Data listing
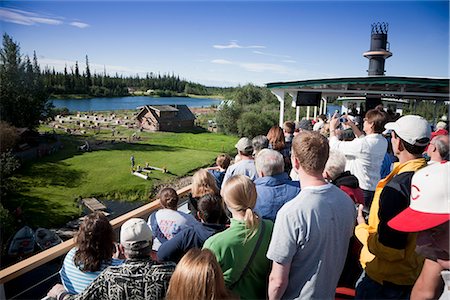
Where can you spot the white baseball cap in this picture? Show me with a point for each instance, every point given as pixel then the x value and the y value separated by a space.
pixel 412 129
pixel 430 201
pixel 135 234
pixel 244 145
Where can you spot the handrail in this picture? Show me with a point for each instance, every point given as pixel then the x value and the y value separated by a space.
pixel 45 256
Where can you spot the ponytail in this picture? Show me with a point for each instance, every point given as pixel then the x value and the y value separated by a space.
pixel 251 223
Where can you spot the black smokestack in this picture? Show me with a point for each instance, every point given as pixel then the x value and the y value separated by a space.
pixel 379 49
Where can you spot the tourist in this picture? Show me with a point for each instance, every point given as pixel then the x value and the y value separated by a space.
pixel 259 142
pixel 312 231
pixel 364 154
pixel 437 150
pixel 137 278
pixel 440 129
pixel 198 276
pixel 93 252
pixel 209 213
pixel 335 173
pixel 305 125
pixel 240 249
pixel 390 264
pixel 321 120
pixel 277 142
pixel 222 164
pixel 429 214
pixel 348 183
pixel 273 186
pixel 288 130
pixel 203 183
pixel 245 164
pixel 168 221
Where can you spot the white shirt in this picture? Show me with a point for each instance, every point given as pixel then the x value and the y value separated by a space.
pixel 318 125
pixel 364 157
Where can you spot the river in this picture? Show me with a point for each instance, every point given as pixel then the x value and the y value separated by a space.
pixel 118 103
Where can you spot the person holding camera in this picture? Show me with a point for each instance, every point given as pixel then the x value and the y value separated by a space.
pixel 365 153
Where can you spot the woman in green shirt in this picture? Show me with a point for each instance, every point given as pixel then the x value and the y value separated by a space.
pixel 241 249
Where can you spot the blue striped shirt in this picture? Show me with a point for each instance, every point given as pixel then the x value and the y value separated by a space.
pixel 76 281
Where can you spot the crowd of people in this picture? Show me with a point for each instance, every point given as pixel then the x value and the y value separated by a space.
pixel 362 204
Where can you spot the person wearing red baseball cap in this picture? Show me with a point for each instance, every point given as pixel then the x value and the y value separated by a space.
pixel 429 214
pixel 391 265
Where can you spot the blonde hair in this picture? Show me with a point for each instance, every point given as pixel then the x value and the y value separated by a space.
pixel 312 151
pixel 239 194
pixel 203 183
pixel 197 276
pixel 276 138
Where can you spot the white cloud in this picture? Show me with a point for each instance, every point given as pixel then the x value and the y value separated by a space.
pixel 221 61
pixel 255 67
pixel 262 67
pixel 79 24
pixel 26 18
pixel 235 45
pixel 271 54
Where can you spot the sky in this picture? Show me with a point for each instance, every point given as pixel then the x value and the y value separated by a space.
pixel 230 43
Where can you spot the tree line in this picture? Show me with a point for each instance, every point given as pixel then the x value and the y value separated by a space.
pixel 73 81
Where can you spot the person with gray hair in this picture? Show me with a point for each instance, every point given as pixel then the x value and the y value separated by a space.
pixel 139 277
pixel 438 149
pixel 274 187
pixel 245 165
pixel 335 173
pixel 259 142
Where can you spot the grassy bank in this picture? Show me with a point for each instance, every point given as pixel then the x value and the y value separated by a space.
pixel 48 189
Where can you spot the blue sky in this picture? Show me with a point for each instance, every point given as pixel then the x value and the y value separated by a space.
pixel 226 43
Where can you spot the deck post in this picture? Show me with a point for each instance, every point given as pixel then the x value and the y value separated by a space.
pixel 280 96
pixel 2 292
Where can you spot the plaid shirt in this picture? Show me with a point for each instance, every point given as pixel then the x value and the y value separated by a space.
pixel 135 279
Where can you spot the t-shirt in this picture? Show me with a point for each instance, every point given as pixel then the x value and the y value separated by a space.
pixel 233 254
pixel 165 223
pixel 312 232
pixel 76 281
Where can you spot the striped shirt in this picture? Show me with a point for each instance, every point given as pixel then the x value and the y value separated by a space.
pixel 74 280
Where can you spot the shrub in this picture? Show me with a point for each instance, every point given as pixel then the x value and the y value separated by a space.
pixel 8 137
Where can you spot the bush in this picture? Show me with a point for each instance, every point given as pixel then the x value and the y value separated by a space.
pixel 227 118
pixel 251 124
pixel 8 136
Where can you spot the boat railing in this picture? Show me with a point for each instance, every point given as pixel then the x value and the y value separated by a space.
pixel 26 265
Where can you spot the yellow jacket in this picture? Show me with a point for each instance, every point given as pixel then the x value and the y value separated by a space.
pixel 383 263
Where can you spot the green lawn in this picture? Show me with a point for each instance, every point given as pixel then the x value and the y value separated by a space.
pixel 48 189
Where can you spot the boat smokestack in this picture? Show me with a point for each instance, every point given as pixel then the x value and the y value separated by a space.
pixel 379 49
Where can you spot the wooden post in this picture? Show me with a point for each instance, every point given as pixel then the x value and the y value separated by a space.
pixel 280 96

--

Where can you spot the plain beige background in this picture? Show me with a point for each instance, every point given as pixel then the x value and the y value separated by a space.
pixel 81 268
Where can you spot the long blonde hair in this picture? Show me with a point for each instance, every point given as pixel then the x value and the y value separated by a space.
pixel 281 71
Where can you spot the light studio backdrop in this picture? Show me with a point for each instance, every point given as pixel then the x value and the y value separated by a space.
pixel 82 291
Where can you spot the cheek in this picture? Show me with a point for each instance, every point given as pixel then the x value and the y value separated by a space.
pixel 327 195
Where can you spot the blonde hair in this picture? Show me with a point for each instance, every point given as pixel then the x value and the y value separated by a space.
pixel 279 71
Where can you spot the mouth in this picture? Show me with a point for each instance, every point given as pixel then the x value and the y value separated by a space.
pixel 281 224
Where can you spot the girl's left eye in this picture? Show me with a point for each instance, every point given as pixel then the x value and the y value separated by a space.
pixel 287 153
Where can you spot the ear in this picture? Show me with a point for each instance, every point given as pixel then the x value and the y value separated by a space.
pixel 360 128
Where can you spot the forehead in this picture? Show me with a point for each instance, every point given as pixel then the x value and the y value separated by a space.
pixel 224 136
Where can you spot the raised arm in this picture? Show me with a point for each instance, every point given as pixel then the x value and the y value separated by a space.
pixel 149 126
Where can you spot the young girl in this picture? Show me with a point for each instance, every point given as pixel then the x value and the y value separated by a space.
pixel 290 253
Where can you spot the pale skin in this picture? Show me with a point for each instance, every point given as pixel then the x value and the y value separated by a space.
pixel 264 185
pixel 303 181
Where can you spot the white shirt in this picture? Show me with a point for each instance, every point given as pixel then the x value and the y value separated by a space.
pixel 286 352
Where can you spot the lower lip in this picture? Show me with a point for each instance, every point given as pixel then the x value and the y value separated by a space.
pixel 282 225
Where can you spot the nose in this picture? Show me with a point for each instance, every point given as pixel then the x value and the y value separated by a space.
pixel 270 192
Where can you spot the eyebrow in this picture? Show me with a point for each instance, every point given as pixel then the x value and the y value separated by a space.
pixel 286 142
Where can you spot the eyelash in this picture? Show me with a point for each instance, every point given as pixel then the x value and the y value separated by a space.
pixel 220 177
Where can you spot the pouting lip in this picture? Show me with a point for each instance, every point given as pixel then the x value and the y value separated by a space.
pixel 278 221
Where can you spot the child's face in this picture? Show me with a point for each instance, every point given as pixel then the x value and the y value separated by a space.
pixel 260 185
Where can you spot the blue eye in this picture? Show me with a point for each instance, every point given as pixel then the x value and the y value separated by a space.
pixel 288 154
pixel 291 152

Challenge
Could you reproduce, word for word, the material above, beginning at the line that has "Where can you spot the lower" and stopping after the line that has "pixel 286 142"?

Solution
Where can you spot the lower lip in this picture? Show me with a point for each instance, every point given as pixel then the x value and the y value separated by a space.
pixel 282 225
Where can you spot the nose in this picture? Show me with a point for each instance, every point given as pixel then the x value and the y value separated by a space.
pixel 270 192
Where can you spot the eyebrow in this picture? Show me with a point for each instance, every point given as pixel then the x value and the y value separated by a space.
pixel 286 142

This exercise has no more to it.